Excerpts of pointing data
((

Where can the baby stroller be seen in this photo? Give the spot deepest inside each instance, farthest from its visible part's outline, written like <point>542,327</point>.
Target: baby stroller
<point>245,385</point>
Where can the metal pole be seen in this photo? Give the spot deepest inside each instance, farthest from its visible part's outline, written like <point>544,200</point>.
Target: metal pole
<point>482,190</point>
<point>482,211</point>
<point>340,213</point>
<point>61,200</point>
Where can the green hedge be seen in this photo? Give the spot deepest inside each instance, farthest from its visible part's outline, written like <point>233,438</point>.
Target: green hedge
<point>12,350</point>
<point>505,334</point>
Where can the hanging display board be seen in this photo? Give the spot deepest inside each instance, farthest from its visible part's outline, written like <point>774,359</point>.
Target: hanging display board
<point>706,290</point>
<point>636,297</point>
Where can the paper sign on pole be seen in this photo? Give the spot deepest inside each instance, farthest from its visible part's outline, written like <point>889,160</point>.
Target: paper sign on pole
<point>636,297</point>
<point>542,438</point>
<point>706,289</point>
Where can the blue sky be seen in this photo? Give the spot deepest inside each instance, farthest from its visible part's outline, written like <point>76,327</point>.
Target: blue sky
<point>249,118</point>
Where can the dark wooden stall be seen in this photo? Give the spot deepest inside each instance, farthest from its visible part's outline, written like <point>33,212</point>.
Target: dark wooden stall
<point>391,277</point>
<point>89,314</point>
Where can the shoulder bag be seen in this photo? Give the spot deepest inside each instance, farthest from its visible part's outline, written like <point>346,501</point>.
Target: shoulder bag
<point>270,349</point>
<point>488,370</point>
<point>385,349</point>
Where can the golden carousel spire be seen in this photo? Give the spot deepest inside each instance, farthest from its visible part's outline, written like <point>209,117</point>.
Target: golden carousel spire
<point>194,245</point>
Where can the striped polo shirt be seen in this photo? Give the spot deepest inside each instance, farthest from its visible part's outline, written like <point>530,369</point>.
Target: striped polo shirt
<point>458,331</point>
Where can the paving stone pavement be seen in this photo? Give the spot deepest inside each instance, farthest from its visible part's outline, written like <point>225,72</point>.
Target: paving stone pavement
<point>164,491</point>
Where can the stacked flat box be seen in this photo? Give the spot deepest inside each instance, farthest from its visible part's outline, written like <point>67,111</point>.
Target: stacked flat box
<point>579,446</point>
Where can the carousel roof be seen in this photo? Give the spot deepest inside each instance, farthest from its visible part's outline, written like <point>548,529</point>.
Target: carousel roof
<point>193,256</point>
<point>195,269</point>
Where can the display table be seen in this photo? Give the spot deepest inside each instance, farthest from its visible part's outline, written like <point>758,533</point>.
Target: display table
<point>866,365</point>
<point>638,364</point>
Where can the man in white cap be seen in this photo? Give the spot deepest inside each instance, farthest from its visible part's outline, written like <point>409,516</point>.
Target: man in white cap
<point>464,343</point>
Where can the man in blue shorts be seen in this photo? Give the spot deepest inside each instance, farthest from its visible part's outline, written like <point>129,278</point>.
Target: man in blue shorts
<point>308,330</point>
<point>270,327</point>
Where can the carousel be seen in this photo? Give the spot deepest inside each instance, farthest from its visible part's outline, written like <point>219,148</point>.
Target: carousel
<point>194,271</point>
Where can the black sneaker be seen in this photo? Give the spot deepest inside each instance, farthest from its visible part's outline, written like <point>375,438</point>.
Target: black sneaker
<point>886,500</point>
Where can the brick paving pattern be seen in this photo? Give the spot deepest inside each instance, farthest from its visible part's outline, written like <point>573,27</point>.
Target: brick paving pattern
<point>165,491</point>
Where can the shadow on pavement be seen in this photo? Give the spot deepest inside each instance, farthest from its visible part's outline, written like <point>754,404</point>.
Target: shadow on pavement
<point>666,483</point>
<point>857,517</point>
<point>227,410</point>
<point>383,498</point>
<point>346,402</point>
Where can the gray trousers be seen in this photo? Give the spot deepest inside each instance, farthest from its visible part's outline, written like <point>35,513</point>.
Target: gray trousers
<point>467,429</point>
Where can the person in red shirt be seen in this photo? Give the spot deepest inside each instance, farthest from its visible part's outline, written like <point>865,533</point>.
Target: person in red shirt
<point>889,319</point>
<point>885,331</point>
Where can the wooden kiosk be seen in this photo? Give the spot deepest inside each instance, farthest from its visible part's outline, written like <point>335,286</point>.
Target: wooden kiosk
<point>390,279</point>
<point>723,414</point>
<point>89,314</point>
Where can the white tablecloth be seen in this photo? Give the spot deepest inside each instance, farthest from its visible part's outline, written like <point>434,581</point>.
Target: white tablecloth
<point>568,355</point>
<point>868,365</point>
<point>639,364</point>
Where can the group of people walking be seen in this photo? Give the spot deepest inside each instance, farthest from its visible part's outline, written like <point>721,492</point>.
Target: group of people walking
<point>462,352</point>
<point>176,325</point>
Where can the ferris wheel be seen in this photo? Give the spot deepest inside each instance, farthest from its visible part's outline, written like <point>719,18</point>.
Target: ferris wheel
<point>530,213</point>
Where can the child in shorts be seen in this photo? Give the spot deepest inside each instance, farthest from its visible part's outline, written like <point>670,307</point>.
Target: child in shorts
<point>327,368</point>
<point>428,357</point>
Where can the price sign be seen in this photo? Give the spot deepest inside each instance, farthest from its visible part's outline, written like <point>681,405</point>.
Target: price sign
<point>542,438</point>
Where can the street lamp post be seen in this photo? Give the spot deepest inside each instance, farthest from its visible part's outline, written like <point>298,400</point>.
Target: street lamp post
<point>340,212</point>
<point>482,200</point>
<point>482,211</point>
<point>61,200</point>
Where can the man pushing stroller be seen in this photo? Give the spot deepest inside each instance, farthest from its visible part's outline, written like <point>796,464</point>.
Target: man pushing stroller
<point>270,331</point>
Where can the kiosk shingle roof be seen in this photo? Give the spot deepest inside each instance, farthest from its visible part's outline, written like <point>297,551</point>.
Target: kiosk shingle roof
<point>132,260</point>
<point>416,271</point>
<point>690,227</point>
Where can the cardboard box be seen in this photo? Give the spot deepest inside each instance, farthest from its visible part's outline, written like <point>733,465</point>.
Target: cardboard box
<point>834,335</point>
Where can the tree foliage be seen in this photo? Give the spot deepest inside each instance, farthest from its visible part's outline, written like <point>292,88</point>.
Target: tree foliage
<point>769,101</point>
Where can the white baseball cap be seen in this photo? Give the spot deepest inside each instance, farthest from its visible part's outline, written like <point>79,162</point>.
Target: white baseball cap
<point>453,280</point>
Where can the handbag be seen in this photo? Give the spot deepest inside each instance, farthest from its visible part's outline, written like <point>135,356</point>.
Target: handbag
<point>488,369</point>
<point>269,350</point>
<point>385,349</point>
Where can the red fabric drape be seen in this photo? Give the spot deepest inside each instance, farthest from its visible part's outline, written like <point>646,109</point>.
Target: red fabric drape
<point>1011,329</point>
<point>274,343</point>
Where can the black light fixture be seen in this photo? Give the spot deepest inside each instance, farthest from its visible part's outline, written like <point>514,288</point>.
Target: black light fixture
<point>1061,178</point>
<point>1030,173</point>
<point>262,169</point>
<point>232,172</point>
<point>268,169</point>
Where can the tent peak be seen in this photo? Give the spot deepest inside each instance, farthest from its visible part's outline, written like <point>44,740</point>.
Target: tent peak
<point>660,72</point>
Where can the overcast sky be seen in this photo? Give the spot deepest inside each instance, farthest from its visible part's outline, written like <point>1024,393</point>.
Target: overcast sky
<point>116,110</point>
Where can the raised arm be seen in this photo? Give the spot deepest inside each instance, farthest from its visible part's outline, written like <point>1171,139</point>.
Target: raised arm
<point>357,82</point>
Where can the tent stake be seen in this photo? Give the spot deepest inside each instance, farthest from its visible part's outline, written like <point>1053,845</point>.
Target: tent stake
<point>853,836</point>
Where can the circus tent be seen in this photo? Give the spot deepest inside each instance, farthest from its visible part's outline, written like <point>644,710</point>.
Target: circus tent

))

*Exercise aim*.
Render as a numbered list the lines starting with the one that contains "Where can the paper" and going on through the one that contains "<point>706,289</point>", leaving out any blank lines.

*Exercise response*.
1. Where can the paper sign on pole be seen in this photo? Give the spot deepest inside each instance, farthest from its visible part's outline, written like <point>889,160</point>.
2. Target: paper sign on pole
3. <point>636,297</point>
4. <point>542,438</point>
5. <point>706,289</point>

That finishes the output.